**WORK REQUEST**.
All of the data below should be copied exactly as it stands.

Records excerpted from a collection
>>>
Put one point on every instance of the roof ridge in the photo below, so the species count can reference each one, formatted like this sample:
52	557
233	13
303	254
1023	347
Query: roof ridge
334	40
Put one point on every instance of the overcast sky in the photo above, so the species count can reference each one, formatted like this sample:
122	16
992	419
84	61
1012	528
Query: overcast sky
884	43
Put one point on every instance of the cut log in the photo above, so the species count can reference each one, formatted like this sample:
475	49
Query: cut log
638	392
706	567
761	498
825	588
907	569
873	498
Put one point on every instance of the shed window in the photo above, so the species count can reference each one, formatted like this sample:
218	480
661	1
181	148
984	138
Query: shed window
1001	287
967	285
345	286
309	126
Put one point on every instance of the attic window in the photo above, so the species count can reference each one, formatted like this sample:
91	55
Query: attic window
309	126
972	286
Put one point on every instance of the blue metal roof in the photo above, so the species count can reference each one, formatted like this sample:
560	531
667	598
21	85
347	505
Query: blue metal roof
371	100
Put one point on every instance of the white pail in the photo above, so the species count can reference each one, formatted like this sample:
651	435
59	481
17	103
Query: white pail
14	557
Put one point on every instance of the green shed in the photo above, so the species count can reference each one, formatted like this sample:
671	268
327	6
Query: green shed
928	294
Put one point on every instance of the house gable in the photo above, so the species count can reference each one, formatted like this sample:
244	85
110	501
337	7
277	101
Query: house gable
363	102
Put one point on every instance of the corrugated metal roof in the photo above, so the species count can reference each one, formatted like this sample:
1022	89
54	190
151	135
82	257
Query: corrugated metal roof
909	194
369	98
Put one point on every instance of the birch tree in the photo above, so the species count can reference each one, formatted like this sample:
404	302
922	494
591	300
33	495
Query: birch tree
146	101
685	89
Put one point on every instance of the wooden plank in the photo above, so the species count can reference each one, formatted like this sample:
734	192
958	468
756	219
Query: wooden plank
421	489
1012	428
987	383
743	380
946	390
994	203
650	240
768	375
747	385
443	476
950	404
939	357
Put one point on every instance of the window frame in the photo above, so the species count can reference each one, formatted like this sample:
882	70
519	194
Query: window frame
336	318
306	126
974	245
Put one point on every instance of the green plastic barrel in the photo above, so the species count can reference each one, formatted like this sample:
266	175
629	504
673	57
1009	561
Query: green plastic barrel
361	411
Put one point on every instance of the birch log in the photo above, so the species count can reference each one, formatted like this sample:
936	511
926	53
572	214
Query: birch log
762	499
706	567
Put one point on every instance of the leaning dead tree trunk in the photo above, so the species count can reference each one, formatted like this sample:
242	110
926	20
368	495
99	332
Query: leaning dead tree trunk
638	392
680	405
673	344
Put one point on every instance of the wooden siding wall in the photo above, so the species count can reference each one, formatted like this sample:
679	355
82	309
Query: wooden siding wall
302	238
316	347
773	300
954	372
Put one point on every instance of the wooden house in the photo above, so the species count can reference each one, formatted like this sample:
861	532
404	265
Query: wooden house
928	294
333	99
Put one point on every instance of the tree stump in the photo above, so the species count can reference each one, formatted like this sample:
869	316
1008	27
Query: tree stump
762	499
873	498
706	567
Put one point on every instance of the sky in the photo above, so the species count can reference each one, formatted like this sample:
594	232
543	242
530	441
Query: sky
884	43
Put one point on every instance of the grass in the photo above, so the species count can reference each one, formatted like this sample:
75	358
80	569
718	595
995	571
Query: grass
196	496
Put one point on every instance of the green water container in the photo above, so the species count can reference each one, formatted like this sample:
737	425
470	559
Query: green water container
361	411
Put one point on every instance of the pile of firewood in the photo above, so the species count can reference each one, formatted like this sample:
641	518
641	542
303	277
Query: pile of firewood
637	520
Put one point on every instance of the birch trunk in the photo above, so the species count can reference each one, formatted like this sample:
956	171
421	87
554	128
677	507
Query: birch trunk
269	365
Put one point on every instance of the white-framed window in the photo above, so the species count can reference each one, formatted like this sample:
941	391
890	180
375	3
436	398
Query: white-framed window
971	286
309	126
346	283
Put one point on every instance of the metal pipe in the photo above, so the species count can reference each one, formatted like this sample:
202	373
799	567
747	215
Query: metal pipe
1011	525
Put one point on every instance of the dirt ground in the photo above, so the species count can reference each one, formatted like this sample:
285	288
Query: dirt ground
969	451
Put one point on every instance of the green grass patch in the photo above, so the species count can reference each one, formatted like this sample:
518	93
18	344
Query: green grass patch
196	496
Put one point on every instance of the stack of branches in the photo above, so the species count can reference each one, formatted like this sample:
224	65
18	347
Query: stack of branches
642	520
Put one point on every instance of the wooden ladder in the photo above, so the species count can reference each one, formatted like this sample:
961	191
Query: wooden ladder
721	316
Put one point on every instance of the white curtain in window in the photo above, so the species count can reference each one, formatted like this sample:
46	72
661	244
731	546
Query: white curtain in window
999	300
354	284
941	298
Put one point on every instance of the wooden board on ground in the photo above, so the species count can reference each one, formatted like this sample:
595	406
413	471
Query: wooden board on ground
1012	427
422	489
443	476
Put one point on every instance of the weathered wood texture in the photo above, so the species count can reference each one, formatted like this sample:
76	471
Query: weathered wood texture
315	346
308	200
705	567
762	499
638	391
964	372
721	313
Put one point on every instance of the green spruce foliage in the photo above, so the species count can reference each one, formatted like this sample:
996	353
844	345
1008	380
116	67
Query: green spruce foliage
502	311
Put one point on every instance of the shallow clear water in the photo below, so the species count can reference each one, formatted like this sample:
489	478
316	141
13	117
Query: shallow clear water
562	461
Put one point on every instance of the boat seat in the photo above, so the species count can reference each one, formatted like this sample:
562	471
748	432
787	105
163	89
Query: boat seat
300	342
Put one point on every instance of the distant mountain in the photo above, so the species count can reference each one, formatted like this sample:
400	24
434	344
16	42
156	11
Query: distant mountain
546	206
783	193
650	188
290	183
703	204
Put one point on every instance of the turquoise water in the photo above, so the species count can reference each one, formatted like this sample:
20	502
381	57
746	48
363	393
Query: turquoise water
<<<
**SOLUTION FOR THIS EXERCISE**.
Put one point on every instance of the roof ridge in the photo below, so the species count can reference each one, formatted like this sample:
52	557
233	13
303	254
1023	347
Query: roof ridge
334	40
Put one point on every instance of the overcast sky in the photo above, so the species count can reference each one, formatted like this sample:
122	16
992	419
84	61
1012	528
Query: overcast sky
884	43
Put one point on every instance of the cut log in the photo above, so the species count can reference each one, formatted like this sample:
475	49
Query: cut log
638	392
706	567
761	498
825	588
907	569
873	498
Put one point on every instance of the shed window in the photo above, so the species count can reference each one, formatted like this sample:
218	480
661	1
181	148
984	138
Query: shed window
1001	287
967	285
345	286
309	126
Put one point on every instance of the attic window in the photo above, so the species count can reference each one, formatted like this sample:
91	55
Query: attic window
309	126
972	286
Put one point on every instance of the blue metal roof in the photo above, so the species count can reference each one, formatted like this sample:
560	531
667	598
21	85
347	505
Query: blue metal roof
371	100
Put one point on every instance of the white pail in the photo above, so the species count can reference each one, formatted like this sample:
651	435
59	481
17	103
Query: white pail
14	557
Put one point on every instance of the green shed in the photo above, so the species count can reference each one, formatted like this sample:
671	268
327	6
Query: green shed
928	294
Put one point on every instance of the house gable in the photo above, so the species count can reference each one, formatted like this sample:
244	85
110	501
337	7
277	101
Query: house gable
363	102
Put one point on every instance of the corrugated metal roof in the photo above, so the species count can reference each one, formatted like this sample:
1022	89
54	190
151	135
82	257
Query: corrugated metal roof
909	194
369	98
Put one point on every instance of the birch tree in the photo above, so the species count can reference each one, formatted like this sample:
404	302
922	494
591	300
33	495
Query: birch tree
146	101
685	89
Put one point on every instance of the wooden plank in the photo above, so the species count can reference each one, formatted like this sample:
734	192
958	468
756	219
Query: wooden plank
421	489
1012	428
987	383
743	380
946	390
994	203
650	240
768	375
747	385
443	476
950	404
939	357
Put one point on every instance of the window frame in the photo above, so the species count can reference each one, formatted like this sample:
882	70
519	194
Query: window frame
336	318
306	126
974	245
Put one point on every instance of the green plastic barrel in the photo above, so the species count can reference each one, formatted like this sample:
266	175
629	504
673	57
1009	561
Query: green plastic barrel
361	411
Put one point on every instance of the birch log in the photo above, so the species count can reference each one, formatted like this sample:
936	511
926	53
572	214
Query: birch log
762	499
706	567
Put one point on every instance of the leaning dead tree trunk in the photo above, so the species count can reference each one, formatted like this sample:
242	110
926	20
368	495
99	332
Query: leaning dead tree trunk
638	392
680	405
673	344
Put one point on every instance of the wooden siding wall in the photo above, so the species count can reference each one, formatted like this sample:
679	355
82	309
Query: wooden siding wall
302	238
316	347
773	300
954	372
Put one point on every instance of the wooden house in the photo above, so the species count can reference each one, formatted like this sample:
861	532
404	265
Query: wooden house
928	294
333	99
Put one point on every instance of the tree stump in the photo above, so the species count can reference each one, formatted like this sample:
869	316
1008	27
Query: tree stump
762	499
873	498
706	567
Put one point on every instance of the sky in the photo above, so the species count can reference each one, formatted like this sample:
594	232
543	242
530	441
Query: sky
884	43
Put one point on every instance of the grass in the photo above, so the species count can reference each one, formatted like this sample:
75	358
80	569
718	595
995	571
Query: grass
196	496
Put one point on every instance of the green water container in the photo above, so the species count can reference each one, formatted like this sample:
737	425
470	559
Query: green water container
361	411
Put one point on every instance of the pile of firewood in the photo above, so the species count can reference each one, formatted like this sample:
641	518
641	542
303	277
Query: pile of firewood
637	520
Put one point on every instance of the birch trunk in the photo above, so the species count can reference each one, formatted like this sample:
956	171
421	87
554	128
677	507
Query: birch trunk
269	365
Put one point on every instance of the white-framed window in the photo above, so the species count can reference each one, formatted like this sample:
941	391
890	180
375	3
436	398
Query: white-framed window
971	286
309	126
346	283
Put one point on every instance of the metal pipe in the photo above, so the species count can reference each one, formatted like this sample:
202	373
799	567
747	215
Query: metal pipe
1011	525
Put one point on every instance of the dirt ground in the photo above, so the species count can reference each one, formatted like this sample:
285	288
Query: dirt ground
969	451
Put one point on every instance of the green grass patch in the photo above, so the species count can reference each one, formatted like this sample:
518	93
18	344
Query: green grass patch
196	496
Put one point on every instance of the stack of branches in the photo above, so the species count can reference each one, formatted like this sample:
224	65
18	347
Query: stack of branches
642	520
Put one point on every instance of the wooden ladder in the photo above, so the species count can reference each one, formatted like this sample:
961	191
Query: wooden ladder
721	316
Put one point on every instance of the white curtain in window in the photo above, so the species count can reference each one, formatted like this sample:
46	72
661	244
731	546
Query: white curtain in window
999	300
354	284
941	298
Put one point on every instance of the wooden board on ground in the photo above, so the species count can reference each one, formatted like this sample:
595	406
413	471
Query: wooden board on ground
1012	427
422	489
443	476
Put one point on every instance of the weathered wood texture in the photo above, so the species count can reference each one, formatted like this sample:
76	471
Query: weathered wood texture
315	346
308	200
705	567
762	499
638	391
964	372
721	313
Put one point on every instance of the green spruce foliage in the photo above, so the species count can reference each one, formatted like this sample:
996	353
844	345
1008	380
116	67
Query: green spruce foliage
502	311
Put one point on every instance of the shallow clear water in the photo below, so the species count can reference each one, formatted like this sample:
489	478
316	141
13	117
Query: shallow clear water
562	461
Put one point on every instance of the boat seat in the photo above, so the species count can reference each one, formatted like this sample:
562	471
748	432
787	105
163	89
Query: boat seat
300	342
Put one point on every instance of the distant mountain in the photo above, so the species count can reference each one, formatted like this sample:
400	24
434	344
16	42
156	11
Query: distant mountain
546	206
783	193
650	188
290	183
703	204
Put one point on every instance of the turquoise water in the photo above, so the species count can reference each one, formatted like this sample:
20	502
381	57
746	48
363	393
Query: turquoise water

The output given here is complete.